Material for this task:
● ● ●

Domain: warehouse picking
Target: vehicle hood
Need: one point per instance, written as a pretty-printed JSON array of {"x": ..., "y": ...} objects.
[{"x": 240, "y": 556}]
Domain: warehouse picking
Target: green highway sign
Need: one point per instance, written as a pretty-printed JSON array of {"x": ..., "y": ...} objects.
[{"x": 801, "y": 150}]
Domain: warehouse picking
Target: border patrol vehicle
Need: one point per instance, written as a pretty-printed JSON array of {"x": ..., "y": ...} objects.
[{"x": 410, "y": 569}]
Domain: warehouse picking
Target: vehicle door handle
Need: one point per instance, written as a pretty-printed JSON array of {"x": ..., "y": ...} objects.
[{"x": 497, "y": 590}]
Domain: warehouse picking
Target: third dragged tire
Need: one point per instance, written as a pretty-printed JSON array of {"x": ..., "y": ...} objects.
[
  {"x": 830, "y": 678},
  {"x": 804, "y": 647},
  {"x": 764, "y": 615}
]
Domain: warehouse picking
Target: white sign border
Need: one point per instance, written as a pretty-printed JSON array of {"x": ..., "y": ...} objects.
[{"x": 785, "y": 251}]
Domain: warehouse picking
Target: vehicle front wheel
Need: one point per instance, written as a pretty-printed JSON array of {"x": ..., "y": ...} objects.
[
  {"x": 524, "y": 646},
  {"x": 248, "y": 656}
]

● ● ●

What is being asked: Render every line of the rows above as a Markdown table with the columns No. and Line. Number each line in order and leave out any blank lines.

Solution:
| No. | Line |
|---|---|
| 1 | Domain: warehouse picking |
| 2 | Target: vehicle hood |
| 3 | Need: one point per instance, written as a pretty-printed JSON array of {"x": ..., "y": ...} objects. |
| 4 | [{"x": 240, "y": 556}] |
| 5 | Domain: warehouse picking |
| 6 | Target: green highway sign |
| 7 | Need: one point per instance, written as a pretty-printed JSON array of {"x": ..., "y": ...} objects. |
| 8 | [{"x": 801, "y": 150}] |
| 9 | Domain: warehouse picking |
| 10 | Target: border patrol vehicle |
| 11 | Need: one point per instance, written as a pretty-printed JSON array of {"x": ..., "y": ...} objects. |
| 12 | [{"x": 410, "y": 569}] |
| 13 | Domain: warehouse picking |
| 14 | Target: vehicle door handle |
| 15 | Need: one point per instance, written as a pretty-printed JSON array of {"x": ..., "y": ...} objects. |
| 16 | [{"x": 497, "y": 590}] |
| 17 | Domain: warehouse picking |
| 18 | Target: third dragged tire |
| 19 | Need: one point per instance, written as a pretty-printed JSON array of {"x": ..., "y": ...} objects. |
| 20 | [ |
| 21 |   {"x": 830, "y": 678}, |
| 22 |   {"x": 804, "y": 647}, |
| 23 |   {"x": 764, "y": 615} |
| 24 | ] |
| 25 | Domain: warehouse picking |
| 26 | Target: white sign border |
| 27 | Need: one point per instance, written as a pretty-printed JSON array of {"x": ..., "y": ...} objects. |
| 28 | [{"x": 785, "y": 251}] |
| 29 | Domain: warehouse picking |
| 30 | Target: vehicle front wheel |
| 31 | Need: one point per instance, written as a pretty-printed JSON array of {"x": ..., "y": ...} objects. |
| 32 | [ |
| 33 |   {"x": 524, "y": 646}, |
| 34 |   {"x": 248, "y": 656} |
| 35 | ] |